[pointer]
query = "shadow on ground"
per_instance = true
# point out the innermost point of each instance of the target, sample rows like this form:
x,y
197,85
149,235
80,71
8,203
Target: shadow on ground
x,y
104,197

▶ _What needs to be done_: Copy the material above word for word, keeping every line and its order unchanged.

▶ _Answer_:
[pointer]
query = "shadow on ground"
per_instance = true
# point out the innermost point of each instance of the target, sample rows like this form:
x,y
197,85
149,235
80,71
8,203
Target: shadow on ground
x,y
104,197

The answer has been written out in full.